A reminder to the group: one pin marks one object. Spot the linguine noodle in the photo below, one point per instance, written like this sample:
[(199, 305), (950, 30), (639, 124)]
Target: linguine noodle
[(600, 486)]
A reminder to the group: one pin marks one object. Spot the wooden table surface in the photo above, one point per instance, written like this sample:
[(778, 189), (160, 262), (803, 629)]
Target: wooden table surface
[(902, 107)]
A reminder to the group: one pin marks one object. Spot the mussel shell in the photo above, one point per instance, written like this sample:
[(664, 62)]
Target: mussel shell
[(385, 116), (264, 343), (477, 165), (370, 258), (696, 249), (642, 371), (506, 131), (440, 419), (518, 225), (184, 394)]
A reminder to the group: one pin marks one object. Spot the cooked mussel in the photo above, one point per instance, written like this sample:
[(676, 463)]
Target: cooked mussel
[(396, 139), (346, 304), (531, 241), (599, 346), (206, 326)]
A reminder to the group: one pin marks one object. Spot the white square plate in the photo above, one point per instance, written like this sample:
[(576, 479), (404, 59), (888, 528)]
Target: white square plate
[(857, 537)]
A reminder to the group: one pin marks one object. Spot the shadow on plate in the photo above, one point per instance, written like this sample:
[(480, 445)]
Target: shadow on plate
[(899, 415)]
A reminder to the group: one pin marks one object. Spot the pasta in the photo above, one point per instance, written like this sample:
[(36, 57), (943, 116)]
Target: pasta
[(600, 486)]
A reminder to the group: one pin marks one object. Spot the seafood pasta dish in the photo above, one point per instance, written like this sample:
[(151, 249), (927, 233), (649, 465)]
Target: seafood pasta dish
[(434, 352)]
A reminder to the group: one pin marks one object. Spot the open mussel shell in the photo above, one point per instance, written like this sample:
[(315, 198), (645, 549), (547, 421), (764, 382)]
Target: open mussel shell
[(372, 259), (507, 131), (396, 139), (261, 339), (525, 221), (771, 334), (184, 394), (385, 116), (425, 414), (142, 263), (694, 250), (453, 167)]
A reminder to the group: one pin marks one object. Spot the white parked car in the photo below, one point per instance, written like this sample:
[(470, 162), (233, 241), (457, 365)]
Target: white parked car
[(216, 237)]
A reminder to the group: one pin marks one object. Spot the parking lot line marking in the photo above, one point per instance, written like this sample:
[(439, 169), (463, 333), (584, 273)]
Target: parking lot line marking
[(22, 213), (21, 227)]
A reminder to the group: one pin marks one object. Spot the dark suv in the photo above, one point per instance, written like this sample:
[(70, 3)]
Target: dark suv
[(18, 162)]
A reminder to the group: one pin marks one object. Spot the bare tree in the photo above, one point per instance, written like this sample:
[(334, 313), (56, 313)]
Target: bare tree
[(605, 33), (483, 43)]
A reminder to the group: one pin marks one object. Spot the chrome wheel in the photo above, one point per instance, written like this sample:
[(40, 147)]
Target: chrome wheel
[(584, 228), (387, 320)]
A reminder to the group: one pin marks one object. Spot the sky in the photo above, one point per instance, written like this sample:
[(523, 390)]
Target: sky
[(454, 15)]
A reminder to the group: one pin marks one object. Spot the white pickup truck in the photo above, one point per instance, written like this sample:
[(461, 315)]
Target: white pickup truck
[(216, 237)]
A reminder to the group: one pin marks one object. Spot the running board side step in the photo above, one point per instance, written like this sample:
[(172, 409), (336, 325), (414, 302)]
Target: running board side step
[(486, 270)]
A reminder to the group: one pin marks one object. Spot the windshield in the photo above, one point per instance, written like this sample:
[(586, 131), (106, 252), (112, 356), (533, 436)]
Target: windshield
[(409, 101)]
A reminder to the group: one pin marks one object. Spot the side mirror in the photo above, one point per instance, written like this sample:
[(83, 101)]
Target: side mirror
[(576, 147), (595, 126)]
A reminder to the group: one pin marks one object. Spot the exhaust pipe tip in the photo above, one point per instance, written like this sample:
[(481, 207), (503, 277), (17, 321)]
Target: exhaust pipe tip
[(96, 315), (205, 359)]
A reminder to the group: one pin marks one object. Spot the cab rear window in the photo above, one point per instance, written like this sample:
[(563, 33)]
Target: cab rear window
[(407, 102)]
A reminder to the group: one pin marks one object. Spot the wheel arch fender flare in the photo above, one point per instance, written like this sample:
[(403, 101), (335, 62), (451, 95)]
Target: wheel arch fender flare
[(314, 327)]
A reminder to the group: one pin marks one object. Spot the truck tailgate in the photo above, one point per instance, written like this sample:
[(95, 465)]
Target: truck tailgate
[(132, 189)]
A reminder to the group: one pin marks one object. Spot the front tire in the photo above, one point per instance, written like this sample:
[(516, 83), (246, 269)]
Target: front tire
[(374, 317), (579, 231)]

Your goal
Show each line of the data that contains the string "below".

Result for this exercise
A reminder to the group: one pin marks one object. Spot the linguine noodle in the photo below, one point per instance, written like this sample:
A reminder to the group: one pin marks one object. Spot the white parked car in the photo below, one point per instance, written like this sample:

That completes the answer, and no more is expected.